WHAT YOU NEED TO DO – What follows is a set of records; repeat them exactly, without the pictures.

....

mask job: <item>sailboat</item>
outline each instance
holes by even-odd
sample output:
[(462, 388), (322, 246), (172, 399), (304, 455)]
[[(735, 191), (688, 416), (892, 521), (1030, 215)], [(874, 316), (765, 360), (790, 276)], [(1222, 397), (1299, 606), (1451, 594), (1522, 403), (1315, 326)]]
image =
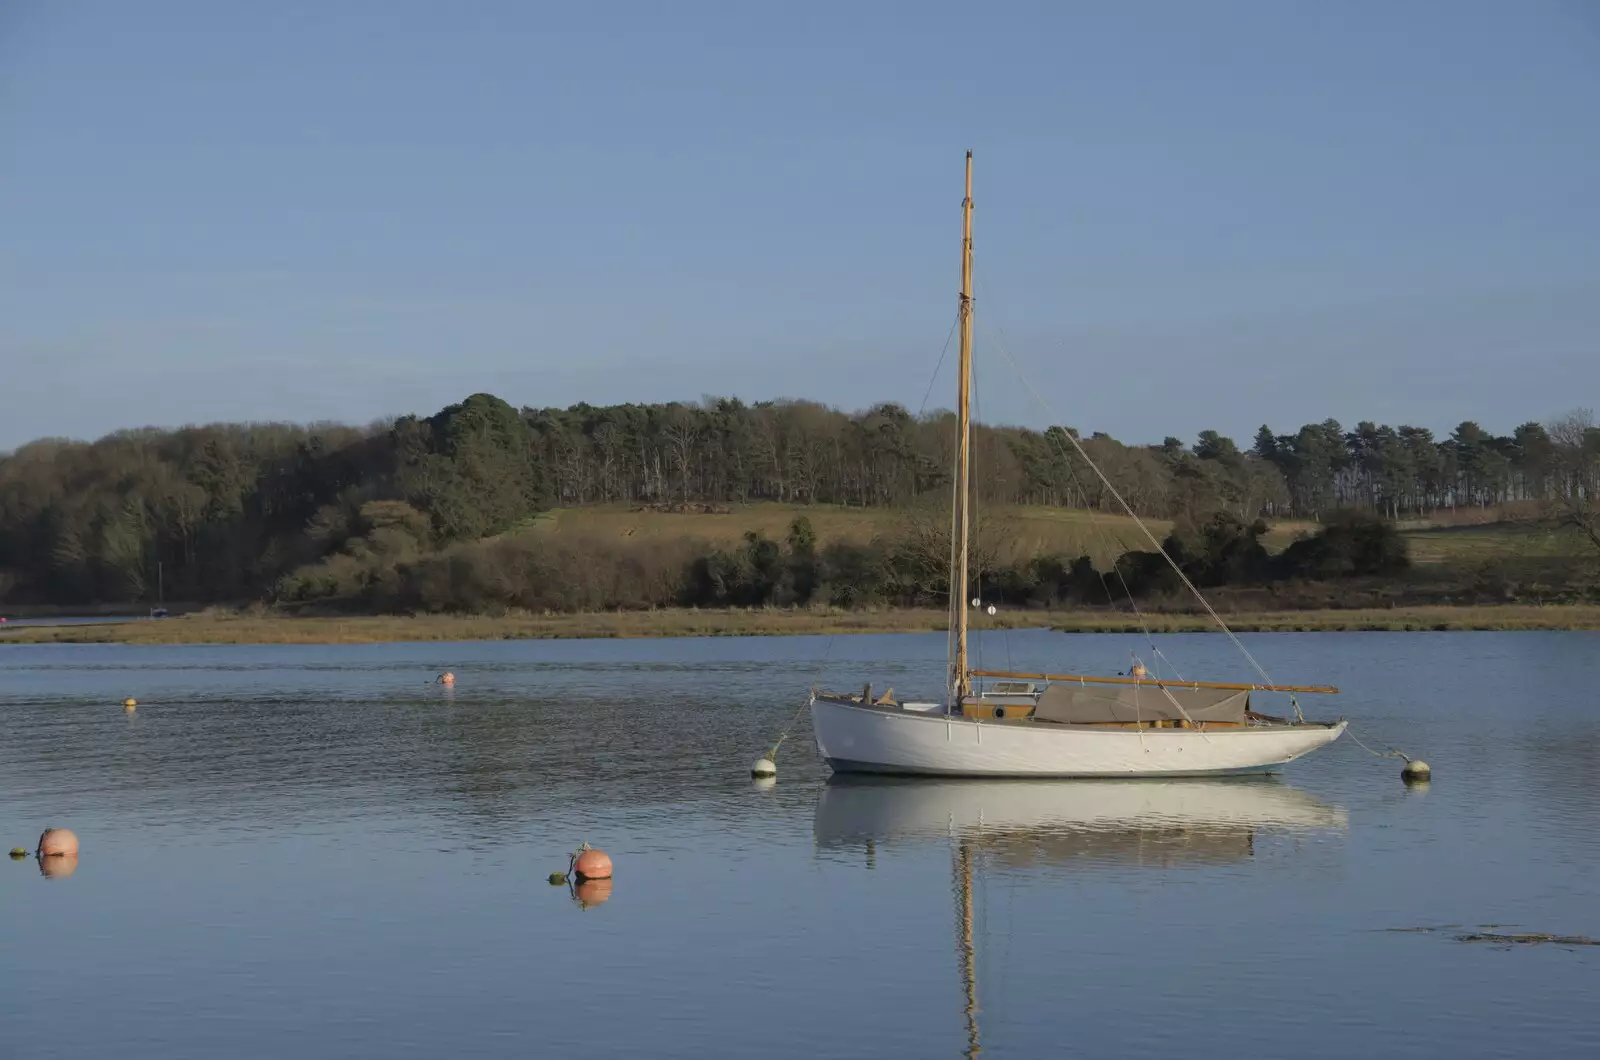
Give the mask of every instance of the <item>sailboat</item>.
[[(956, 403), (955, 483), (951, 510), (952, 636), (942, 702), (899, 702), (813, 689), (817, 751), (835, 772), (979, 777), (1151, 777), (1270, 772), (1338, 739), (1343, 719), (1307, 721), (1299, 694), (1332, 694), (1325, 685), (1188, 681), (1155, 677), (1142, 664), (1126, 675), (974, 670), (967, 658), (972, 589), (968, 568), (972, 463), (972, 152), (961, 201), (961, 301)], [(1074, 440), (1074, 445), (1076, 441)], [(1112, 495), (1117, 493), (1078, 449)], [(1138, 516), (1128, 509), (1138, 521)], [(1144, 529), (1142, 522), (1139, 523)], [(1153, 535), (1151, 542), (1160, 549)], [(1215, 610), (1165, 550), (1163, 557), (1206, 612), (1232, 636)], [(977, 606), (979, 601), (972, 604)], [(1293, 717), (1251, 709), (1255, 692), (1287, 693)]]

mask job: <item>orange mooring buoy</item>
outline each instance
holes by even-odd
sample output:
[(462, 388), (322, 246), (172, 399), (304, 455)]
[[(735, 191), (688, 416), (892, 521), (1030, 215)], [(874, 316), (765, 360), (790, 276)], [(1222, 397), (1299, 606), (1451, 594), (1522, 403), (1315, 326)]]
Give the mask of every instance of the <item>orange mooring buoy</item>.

....

RESULT FOR THIS EXERCISE –
mask job: <item>sailboat</item>
outline each instance
holes by even-odd
sample output:
[(462, 388), (322, 246), (172, 399), (304, 455)]
[[(735, 191), (688, 416), (892, 521), (1030, 215)], [(874, 316), (765, 360), (790, 276)], [(1222, 397), (1299, 606), (1451, 594), (1522, 403), (1315, 326)]]
image =
Give the mask of every instance of the <item>sailboat</item>.
[[(956, 403), (955, 483), (951, 510), (952, 636), (942, 702), (899, 702), (813, 689), (817, 751), (835, 772), (979, 777), (1151, 777), (1270, 772), (1338, 739), (1343, 719), (1307, 721), (1299, 694), (1332, 694), (1325, 685), (1188, 681), (1155, 677), (1142, 664), (1126, 675), (974, 670), (967, 658), (972, 589), (968, 568), (972, 463), (972, 152), (961, 201), (961, 301)], [(1074, 440), (1074, 445), (1076, 441)], [(1112, 495), (1117, 493), (1078, 449)], [(1138, 516), (1128, 509), (1138, 521)], [(1144, 529), (1142, 522), (1139, 523)], [(1153, 535), (1151, 542), (1160, 549)], [(1215, 610), (1165, 550), (1163, 557), (1206, 612), (1232, 636)], [(977, 606), (979, 601), (972, 604)], [(1293, 717), (1251, 709), (1255, 692), (1287, 693)]]

mask job: <item>orange mooring buoy</item>
outline each instance
holes by even-odd
sample output:
[(462, 388), (322, 246), (172, 399), (304, 455)]
[[(735, 191), (688, 416), (892, 521), (1030, 215)], [(874, 316), (765, 360), (790, 276)], [(1222, 397), (1299, 606), (1451, 594), (1522, 403), (1315, 326)]]
Give the mask of every instance of the <item>orange mooring buoy</item>.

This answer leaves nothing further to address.